=== Exercise details ===
Copy verbatim the block of lines in the entries below whose first line contains "of the leaf" and whose last line contains "Query: blurred orange flower in background". Leave out all other lines.

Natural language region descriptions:
=== Section Start ===
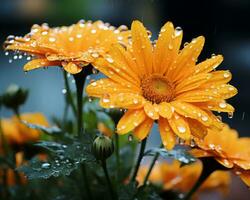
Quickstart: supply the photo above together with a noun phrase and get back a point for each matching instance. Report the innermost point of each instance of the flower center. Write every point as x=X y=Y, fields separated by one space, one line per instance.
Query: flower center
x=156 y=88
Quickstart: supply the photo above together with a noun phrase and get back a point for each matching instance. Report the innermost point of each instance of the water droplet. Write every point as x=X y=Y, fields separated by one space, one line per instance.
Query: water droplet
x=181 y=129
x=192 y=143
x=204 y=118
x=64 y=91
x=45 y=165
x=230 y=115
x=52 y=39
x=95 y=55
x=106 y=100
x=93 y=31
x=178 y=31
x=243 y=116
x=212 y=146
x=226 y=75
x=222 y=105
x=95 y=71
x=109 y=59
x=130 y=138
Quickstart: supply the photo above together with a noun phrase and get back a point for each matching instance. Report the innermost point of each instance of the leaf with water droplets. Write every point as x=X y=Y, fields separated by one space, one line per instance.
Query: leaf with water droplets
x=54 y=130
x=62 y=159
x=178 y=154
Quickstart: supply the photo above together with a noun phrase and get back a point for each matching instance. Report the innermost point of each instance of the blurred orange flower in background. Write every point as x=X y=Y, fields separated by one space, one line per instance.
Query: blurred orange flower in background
=== Section End ===
=== Section Start ===
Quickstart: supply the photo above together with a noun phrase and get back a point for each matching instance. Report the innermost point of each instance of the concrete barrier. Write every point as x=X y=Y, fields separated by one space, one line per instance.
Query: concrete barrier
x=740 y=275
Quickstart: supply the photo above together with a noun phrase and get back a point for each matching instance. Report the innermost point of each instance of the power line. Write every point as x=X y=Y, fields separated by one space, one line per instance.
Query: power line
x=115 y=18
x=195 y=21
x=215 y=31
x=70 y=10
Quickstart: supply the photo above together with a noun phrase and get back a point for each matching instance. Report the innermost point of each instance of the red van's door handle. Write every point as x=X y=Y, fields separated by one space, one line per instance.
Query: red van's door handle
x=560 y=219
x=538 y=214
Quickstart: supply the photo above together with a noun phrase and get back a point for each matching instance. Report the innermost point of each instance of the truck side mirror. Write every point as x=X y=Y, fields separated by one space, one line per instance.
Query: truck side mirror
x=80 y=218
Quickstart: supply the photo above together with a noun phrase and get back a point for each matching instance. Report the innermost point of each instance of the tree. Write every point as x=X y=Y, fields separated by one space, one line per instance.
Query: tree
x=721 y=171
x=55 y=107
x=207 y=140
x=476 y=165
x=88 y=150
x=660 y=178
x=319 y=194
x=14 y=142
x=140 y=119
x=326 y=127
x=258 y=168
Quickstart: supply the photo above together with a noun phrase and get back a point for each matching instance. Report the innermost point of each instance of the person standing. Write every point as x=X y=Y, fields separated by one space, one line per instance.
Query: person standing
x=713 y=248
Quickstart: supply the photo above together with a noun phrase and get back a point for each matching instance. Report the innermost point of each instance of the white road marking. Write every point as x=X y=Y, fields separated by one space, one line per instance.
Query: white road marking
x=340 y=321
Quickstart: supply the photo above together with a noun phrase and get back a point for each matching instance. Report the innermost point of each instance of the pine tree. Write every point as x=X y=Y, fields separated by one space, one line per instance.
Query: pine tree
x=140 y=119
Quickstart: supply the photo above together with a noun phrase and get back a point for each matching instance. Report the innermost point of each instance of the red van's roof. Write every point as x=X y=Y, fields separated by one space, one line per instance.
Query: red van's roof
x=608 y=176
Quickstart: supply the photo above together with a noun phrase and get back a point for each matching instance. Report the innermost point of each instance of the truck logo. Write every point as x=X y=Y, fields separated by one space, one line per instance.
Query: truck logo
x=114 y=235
=== Section End ===
=== Section Start ===
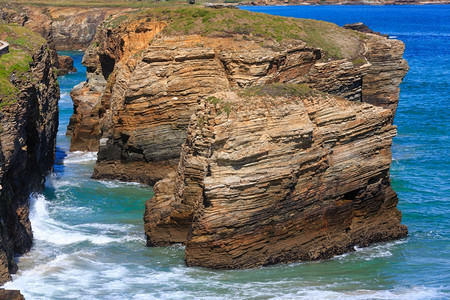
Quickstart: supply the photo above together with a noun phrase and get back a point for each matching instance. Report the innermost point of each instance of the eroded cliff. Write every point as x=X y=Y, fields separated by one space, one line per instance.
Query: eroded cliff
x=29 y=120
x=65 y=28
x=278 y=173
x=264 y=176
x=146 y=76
=== Section End ===
=== Result ===
Quickstart: supply the photo above together with a noun phrase and get back a point for each matching instance. Report the innermost point of each instance of the leaf with water droplets. Write every point as x=X y=Y, fields separated by one space, one line per instance.
Query: leaf with water droplets
x=54 y=130
x=62 y=159
x=178 y=154
Quickstart: supply the photo above together with a noun phrase and get back a point for each matching instance. Report the innermost point of each instance of the blurred orange flower in background. Write every point as x=X y=Y, fields separated by one space, one line per instance.
Query: blurred orange flower in background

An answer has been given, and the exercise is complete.